# Sentiment Analysis

Sentiment Analysis, or Opinion Mining, is a sub-field of Natural Language Processing (NLP) that tries to identify and extract opinions within a given text. The aim of sentiment analysis is to gauge the attitude, sentiments, evaluations, attitudes and emotions of a speaker/writer based on the computational treatment of subjectivity in a text.

# Why is sentiment analysis so important?

Businesses today are heavily dependent on data. Majority of this data however, is unstructured text coming from sources like emails, chats, social media, surveys, articles, and documents. The micro-blogging content coming from Twitter and Facebook poses serious challenges, not only because of the amount of data involved, but also because of the kind of language used in them to express sentiments, i.e., short forms, memes and emoticons.

Sentiment Analysis is also useful for practitioners and researchers, especially in fields like sociology, marketing, advertising, psychology, economics, and political science, which rely a lot on human-computer interaction data.

Sentiment Analysis enables companies to make sense out of data by being able to automate this entire process! Thus they are able to elicit vital insights from a vast unstructured dataset without having to manually indulge with it.

# Why is Sentiment Analysis a Hard to perform Task?

Though it may seem easy on paper, Sentiment Analysis is actually a tricky subject. There are various reasons for that:

Understanding emotions through text are not always easy. Sometimes even humans can get misled, so expecting a 100% accuracy from a computer is like asking for the Moon!
A text may contain multiple sentiments all at once. For instance,
“The intent behind the movie was great, but it could have been better”.

The above sentence consists of two polarities, i.e., Positive as well as Negative. So how do we conclude whether the review was Positive or Negative?

Computers aren’t too comfortable in comprehending Figurative Speech. Figurative language uses words in a way that deviates from their conventionally accepted definitions in order to convey a more complicated meaning or heightened effect. Use of similes, metaphors, hyperboles etc qualify for a figurative speech. Let us understand it better with an example.

--- RAW RECORDS ---
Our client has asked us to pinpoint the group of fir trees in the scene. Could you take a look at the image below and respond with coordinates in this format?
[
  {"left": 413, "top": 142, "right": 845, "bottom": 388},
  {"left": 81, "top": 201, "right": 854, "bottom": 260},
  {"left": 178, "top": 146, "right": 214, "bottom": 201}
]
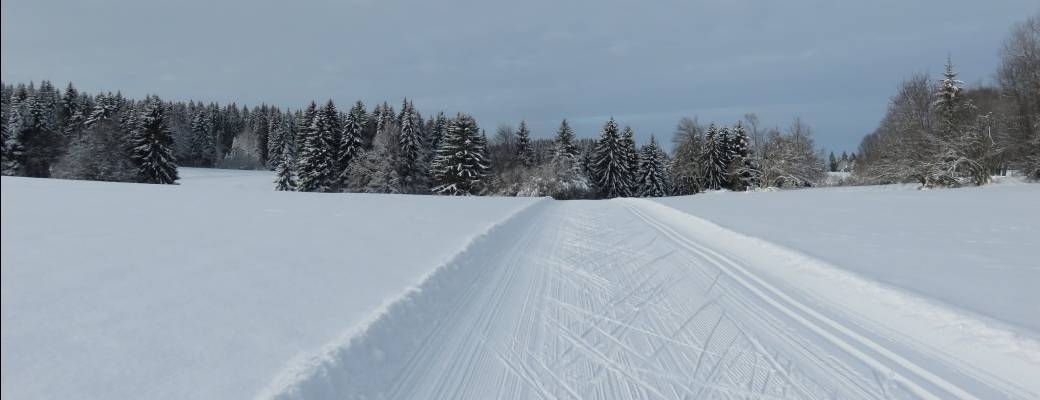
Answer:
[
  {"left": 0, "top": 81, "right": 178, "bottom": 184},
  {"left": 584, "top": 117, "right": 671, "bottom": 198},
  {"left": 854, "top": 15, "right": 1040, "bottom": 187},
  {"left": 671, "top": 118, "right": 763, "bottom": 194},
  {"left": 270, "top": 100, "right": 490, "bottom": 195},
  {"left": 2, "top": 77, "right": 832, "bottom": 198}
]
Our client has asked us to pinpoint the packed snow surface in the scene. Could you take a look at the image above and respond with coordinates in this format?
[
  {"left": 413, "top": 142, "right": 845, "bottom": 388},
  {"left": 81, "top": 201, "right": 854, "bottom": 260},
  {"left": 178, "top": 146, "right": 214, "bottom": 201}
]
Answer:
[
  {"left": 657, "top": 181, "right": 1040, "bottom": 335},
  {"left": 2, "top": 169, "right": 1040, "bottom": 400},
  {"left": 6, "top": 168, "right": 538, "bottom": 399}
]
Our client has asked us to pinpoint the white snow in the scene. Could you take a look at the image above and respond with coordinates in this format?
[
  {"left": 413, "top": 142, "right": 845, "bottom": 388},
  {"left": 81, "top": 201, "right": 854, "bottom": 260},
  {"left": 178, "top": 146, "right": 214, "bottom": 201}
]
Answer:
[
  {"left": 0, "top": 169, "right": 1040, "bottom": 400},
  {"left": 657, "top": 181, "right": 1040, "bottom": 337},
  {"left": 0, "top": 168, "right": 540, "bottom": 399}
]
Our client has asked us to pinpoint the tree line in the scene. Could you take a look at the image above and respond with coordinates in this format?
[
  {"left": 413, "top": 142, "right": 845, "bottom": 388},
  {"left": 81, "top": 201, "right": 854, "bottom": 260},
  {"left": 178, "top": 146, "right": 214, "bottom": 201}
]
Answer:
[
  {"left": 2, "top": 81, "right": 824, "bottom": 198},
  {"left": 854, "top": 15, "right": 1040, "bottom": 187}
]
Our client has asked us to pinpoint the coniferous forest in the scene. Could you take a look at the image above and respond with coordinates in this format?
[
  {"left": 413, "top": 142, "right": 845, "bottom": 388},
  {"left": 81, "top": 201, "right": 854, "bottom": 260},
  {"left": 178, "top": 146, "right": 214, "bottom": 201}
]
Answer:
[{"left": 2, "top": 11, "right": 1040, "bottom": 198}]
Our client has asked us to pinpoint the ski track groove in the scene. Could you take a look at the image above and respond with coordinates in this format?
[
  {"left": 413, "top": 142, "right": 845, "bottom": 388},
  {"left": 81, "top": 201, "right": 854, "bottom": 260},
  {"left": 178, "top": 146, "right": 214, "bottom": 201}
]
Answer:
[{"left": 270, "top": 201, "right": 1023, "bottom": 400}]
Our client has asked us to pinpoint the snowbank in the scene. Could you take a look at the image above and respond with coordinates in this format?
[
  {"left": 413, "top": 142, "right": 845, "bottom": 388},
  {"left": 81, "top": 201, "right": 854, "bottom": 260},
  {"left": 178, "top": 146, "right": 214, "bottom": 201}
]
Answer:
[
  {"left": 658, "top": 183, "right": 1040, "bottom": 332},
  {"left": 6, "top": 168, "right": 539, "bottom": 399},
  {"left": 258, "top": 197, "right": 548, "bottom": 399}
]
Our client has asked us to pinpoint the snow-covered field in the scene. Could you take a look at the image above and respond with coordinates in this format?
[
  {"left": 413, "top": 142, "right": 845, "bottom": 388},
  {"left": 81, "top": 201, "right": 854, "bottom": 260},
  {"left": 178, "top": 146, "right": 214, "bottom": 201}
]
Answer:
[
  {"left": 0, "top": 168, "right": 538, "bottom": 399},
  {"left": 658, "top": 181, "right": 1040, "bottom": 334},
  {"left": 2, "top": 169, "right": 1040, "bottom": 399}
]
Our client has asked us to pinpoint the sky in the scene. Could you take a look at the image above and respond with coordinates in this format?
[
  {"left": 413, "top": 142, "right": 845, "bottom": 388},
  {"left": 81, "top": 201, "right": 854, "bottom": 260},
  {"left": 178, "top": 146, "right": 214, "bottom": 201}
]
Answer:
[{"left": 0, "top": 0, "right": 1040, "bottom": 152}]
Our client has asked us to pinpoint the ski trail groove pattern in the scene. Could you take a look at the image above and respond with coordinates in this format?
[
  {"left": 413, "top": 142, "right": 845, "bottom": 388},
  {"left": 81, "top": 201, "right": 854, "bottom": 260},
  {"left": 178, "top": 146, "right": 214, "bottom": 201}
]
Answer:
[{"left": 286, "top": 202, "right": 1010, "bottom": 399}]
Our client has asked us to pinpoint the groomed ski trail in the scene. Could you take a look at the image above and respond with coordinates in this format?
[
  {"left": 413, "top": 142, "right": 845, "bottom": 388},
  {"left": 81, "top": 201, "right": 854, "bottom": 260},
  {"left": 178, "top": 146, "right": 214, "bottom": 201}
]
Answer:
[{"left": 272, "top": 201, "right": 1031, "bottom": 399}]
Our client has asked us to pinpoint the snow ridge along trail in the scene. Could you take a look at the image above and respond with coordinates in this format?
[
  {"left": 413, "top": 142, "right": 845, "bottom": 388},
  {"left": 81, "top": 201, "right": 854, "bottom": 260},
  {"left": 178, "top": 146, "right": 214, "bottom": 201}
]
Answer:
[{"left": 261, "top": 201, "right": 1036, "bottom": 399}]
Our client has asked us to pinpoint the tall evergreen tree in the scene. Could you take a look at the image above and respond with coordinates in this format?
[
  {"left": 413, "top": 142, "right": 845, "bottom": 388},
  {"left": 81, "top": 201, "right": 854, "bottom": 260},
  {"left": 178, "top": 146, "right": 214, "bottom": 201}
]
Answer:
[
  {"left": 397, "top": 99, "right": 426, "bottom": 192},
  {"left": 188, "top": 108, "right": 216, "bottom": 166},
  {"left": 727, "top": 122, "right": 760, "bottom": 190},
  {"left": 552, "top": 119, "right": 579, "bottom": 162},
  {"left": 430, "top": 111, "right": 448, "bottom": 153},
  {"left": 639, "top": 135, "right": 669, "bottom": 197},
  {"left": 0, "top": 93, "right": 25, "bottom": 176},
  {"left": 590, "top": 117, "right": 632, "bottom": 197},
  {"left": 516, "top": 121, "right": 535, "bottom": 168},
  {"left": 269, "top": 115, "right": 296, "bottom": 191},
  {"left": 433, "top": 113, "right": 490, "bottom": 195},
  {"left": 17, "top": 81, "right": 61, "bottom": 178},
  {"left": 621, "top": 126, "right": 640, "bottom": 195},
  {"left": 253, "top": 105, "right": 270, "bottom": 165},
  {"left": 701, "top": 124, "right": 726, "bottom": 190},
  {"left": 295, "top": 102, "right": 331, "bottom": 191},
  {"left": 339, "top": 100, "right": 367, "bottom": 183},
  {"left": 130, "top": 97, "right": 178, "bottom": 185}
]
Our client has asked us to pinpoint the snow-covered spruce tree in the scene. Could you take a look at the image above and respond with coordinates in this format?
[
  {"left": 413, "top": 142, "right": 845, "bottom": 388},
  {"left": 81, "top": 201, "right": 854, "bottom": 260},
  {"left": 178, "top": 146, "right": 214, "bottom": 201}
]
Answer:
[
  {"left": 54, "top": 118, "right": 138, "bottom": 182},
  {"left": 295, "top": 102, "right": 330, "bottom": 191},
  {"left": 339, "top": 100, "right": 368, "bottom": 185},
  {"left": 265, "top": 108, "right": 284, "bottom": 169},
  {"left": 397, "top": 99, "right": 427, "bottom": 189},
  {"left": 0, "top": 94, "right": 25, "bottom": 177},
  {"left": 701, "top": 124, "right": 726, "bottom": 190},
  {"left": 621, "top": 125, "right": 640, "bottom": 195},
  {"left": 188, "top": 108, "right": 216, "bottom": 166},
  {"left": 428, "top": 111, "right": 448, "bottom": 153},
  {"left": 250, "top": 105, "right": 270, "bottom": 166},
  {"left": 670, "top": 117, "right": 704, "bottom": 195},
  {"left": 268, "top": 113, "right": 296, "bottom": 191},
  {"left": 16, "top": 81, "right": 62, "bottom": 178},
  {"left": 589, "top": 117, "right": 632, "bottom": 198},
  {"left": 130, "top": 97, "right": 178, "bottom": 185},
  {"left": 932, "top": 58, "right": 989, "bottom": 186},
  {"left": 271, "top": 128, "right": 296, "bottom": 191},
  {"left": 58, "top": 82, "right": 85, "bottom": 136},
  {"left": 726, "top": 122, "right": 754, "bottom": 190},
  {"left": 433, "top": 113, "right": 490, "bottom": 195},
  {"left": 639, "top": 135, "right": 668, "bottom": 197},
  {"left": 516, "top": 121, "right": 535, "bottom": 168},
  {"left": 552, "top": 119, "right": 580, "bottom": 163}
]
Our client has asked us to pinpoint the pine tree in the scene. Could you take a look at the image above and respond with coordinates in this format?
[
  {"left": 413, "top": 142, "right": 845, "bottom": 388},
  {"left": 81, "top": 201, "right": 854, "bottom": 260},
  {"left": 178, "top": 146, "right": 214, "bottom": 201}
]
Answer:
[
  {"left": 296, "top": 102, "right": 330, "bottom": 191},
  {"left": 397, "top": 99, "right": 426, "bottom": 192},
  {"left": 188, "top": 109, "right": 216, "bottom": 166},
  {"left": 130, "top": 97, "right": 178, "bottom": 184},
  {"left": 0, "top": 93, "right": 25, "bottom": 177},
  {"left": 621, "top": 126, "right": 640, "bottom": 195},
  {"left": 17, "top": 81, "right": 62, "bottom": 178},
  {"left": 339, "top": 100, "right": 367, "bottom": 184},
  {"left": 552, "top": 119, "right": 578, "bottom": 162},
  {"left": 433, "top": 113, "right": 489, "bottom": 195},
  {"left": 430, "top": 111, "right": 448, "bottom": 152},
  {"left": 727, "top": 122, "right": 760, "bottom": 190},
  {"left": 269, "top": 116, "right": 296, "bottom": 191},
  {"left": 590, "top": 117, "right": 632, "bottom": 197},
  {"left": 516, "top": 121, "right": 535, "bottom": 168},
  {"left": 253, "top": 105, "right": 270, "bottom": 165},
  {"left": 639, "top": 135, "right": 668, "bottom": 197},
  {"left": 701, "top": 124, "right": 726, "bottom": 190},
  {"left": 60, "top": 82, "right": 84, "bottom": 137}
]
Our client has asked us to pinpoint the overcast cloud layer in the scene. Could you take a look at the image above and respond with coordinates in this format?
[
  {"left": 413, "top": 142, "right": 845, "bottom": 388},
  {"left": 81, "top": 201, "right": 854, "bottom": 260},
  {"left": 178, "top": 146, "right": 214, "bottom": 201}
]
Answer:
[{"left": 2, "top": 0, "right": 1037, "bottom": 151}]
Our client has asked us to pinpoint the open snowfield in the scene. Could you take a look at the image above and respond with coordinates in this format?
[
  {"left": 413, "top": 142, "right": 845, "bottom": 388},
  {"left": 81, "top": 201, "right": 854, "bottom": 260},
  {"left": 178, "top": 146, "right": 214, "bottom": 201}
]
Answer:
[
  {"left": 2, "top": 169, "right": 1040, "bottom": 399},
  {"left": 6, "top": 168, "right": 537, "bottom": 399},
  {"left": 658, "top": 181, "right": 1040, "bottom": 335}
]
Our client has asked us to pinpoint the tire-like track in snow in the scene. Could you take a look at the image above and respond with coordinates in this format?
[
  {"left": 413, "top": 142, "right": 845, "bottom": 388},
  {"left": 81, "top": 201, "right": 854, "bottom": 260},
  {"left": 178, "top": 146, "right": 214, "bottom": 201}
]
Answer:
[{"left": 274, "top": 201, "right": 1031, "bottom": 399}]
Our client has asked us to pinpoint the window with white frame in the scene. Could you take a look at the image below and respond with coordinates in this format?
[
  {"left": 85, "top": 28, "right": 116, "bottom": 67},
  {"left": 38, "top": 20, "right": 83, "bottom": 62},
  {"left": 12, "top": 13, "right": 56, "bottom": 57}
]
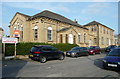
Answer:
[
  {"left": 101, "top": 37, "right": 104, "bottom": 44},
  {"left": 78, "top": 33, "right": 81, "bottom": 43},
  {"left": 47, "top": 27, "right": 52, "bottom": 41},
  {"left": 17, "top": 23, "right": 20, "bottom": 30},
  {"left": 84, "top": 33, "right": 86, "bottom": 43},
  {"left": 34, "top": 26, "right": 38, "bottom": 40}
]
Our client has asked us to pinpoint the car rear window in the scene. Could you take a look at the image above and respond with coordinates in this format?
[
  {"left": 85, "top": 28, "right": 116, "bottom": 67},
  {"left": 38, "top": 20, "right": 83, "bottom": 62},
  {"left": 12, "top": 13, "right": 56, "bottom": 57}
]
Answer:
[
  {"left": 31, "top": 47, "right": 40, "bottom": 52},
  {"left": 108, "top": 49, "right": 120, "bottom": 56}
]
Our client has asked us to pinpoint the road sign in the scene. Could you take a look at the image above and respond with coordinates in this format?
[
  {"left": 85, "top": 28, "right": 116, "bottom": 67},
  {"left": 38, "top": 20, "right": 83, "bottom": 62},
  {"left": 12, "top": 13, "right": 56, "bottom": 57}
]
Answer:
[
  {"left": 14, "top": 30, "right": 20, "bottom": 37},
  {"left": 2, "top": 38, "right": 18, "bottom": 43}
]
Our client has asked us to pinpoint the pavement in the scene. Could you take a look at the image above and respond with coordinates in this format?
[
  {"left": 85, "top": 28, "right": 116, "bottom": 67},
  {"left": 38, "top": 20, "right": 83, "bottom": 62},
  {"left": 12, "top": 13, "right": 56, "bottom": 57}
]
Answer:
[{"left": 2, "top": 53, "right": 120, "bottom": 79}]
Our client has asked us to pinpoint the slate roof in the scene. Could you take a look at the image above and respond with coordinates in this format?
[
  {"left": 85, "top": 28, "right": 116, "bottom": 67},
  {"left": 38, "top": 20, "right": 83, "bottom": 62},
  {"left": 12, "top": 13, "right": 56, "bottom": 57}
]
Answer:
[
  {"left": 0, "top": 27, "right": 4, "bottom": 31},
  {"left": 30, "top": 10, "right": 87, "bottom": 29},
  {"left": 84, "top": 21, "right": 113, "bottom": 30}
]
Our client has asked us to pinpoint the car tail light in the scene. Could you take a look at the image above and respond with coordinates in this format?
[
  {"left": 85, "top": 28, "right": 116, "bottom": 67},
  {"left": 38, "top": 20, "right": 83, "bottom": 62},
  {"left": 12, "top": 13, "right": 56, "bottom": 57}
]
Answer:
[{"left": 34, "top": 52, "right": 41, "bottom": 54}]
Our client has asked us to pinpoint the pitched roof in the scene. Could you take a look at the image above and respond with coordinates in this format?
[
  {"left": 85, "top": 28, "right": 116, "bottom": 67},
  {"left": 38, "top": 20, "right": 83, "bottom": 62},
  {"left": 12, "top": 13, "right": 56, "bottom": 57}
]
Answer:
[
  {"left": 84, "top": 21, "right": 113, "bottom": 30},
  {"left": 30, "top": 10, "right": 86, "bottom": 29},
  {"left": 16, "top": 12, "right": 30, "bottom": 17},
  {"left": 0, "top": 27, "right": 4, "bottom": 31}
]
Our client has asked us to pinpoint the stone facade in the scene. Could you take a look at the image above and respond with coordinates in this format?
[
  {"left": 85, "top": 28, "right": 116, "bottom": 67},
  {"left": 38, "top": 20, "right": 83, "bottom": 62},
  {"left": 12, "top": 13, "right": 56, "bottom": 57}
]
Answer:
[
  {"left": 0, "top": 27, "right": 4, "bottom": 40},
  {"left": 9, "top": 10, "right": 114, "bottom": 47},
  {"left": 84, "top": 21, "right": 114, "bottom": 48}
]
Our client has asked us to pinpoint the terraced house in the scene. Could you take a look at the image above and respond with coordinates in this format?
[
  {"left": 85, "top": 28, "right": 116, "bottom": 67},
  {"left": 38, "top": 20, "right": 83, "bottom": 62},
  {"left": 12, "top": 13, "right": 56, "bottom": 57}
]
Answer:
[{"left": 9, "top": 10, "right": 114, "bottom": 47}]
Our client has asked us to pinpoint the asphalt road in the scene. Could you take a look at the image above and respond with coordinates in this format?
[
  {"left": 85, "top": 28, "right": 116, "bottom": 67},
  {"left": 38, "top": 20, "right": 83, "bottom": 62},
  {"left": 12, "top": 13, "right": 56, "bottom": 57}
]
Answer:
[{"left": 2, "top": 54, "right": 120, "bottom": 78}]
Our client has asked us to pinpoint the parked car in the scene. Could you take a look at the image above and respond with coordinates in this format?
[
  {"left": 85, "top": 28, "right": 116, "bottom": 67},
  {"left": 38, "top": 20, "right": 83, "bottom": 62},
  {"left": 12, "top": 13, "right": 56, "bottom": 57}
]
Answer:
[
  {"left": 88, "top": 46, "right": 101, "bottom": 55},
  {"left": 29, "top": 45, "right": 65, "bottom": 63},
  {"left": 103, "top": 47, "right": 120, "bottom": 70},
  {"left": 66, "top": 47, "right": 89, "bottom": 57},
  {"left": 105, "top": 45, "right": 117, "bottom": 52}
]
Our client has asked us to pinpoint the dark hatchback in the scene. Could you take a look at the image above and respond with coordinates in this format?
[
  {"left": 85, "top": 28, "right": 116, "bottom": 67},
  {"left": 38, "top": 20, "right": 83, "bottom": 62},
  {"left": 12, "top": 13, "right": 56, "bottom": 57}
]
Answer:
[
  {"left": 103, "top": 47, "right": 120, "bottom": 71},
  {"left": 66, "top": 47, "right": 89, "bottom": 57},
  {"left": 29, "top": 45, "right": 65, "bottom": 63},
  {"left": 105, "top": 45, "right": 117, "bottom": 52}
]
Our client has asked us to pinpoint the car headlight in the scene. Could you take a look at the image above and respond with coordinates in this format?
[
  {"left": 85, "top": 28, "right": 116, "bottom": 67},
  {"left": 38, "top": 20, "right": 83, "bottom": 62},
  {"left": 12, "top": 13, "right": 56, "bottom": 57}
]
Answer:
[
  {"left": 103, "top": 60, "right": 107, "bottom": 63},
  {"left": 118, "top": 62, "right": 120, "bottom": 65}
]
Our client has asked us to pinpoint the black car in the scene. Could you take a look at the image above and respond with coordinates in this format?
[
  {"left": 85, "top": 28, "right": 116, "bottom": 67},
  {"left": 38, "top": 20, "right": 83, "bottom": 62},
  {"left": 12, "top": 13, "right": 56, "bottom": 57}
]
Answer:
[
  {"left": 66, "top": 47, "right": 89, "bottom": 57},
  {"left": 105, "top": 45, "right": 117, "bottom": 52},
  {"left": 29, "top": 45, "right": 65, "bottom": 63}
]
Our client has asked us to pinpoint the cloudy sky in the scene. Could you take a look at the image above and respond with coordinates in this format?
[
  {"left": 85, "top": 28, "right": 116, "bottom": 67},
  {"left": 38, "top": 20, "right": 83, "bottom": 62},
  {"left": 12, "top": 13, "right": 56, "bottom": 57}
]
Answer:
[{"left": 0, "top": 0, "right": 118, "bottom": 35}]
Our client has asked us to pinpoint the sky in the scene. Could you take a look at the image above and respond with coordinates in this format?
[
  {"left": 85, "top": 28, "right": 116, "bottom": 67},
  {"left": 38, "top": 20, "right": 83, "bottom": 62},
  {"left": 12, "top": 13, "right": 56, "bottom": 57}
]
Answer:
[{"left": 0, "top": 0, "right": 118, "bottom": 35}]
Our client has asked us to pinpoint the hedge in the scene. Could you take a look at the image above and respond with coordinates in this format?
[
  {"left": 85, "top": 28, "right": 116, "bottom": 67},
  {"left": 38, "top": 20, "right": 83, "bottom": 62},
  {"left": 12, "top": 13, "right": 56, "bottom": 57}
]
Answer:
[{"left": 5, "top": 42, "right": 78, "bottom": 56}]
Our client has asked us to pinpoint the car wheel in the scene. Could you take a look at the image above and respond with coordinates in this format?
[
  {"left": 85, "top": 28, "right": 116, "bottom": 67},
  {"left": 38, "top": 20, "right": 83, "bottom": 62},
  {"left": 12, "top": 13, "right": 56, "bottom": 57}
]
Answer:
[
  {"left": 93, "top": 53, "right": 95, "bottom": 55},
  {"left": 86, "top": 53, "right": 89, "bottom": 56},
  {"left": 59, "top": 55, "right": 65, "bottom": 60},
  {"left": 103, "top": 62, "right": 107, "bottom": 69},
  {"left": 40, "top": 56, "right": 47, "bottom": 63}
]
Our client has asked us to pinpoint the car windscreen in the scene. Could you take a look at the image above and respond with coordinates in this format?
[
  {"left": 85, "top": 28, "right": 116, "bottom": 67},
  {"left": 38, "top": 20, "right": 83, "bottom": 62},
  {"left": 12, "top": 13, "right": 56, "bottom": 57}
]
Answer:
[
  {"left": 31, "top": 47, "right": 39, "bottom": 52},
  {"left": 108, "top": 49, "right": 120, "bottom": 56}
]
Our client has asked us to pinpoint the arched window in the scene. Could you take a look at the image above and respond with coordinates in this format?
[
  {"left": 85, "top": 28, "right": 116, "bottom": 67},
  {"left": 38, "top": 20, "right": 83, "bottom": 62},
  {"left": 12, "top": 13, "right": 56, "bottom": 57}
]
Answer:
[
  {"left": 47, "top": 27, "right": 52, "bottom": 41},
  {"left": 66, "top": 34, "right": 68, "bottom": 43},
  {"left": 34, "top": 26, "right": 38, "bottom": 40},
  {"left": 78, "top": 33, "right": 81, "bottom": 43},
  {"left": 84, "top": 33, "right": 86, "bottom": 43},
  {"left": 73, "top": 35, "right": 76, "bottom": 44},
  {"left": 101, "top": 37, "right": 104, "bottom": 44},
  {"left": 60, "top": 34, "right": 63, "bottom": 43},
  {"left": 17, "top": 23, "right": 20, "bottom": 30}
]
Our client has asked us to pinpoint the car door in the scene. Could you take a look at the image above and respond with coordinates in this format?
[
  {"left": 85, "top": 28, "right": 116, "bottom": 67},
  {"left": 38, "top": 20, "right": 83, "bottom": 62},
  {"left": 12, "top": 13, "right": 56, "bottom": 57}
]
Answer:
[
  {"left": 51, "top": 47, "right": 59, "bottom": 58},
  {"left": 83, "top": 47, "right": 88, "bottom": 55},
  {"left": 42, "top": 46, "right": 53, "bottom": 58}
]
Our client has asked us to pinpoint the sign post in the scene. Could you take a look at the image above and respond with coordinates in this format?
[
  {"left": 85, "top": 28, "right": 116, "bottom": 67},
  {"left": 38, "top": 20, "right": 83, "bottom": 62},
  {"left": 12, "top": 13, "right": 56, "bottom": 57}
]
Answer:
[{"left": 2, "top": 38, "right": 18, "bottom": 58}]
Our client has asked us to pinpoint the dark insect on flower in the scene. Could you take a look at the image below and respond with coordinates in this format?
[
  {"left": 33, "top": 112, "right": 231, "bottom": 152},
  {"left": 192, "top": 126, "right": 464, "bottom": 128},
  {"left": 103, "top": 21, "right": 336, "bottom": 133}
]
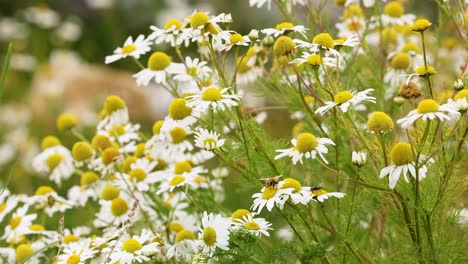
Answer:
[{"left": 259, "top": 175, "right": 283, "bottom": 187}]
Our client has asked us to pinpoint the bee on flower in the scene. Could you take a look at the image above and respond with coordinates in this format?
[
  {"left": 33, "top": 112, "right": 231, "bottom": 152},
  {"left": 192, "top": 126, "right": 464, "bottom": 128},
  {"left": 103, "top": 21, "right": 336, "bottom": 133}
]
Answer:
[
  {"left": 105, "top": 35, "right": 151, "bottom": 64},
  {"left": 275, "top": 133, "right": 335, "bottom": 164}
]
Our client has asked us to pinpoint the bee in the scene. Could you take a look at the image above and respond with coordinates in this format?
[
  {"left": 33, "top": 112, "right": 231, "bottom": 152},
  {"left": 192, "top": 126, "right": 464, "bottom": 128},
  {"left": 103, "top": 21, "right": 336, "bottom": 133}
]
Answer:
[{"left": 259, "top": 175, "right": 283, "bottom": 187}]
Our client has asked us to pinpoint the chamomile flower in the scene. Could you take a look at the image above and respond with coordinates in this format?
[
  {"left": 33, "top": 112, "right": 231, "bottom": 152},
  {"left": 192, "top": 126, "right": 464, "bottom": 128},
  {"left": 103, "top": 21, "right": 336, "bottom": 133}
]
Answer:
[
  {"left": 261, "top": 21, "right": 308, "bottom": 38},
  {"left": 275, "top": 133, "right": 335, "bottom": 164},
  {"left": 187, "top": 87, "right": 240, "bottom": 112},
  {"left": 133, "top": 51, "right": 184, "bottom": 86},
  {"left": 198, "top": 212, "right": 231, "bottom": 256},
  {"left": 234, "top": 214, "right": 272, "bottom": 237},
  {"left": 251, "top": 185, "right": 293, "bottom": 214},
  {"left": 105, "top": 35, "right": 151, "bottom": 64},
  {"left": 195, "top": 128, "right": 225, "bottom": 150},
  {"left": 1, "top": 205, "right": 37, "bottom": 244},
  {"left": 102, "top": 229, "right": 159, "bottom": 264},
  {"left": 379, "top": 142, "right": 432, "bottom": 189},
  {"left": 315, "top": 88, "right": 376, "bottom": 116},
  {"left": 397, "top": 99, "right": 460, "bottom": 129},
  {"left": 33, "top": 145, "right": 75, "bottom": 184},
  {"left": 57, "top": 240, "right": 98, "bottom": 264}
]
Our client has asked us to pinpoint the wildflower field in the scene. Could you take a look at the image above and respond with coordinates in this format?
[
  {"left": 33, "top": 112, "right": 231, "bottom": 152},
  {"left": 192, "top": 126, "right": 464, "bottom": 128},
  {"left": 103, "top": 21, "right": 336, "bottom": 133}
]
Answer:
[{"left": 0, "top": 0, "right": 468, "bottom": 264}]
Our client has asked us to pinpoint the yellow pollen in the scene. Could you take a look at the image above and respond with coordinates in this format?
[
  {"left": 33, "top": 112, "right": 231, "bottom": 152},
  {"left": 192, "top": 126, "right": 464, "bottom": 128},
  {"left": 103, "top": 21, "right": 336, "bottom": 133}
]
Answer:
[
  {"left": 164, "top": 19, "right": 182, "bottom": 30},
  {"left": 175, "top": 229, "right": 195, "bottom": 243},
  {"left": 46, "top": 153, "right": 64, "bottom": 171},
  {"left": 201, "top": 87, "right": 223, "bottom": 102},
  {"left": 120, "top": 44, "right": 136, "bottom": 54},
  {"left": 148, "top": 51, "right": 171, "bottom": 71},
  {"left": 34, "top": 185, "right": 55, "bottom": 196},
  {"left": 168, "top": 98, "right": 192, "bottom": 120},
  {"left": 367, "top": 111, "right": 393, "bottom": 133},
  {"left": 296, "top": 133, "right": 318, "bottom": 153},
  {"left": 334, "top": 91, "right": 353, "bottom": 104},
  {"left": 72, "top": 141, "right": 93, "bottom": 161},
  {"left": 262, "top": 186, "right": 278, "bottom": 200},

--- REQUIRED TASKS ---
a – Reproduce the passage of the sentiment analysis text from "Sentiment Analysis, or" to "subjectivity in a text." word for word.
b – Decide whether each statement agrees with the sentiment analysis text, answering yes or no and quoting the words that settle it: (i) Sentiment analysis is also known as opinion mining. (ii) Most of the data businesses rely on is structured text. (iii) A computer can be expected to judge emotions in text with 100% accuracy.
c – Turn the paragraph of the sentiment analysis text that begins "Businesses today are heavily dependent on data" into a short list that keeps its main facts.
The material plays no part in this work.

--- ANSWERS FOR THIS EXERCISE ---
a –
Sentiment Analysis, or Opinion Mining, is a sub-field of Natural Language Processing (NLP) that tries to identify and extract opinions within a given text. The aim of sentiment analysis is to gauge the attitude, sentiments, evaluations, attitudes and emotions of a speaker/writer based on the computational treatment of subjectivity in a text.

b –
(i) Yes: "Sentiment Analysis, or Opinion Mining, is a sub-field of Natural Language Processing (NLP)"
(ii) No: "Majority of this data however, is unstructured text"
(iii) No: "expecting a 100% accuracy from a computer is like asking for the Moon!"

c –
- Businesses today depend heavily on data.
- Most of that data is unstructured text from emails, chats, social media, surveys, articles, and documents.
- Micro-blogging content from Twitter and Facebook is hard to handle because of its volume.
- It is also hard because of the language used to express sentiments there: short forms, memes, and emoticons.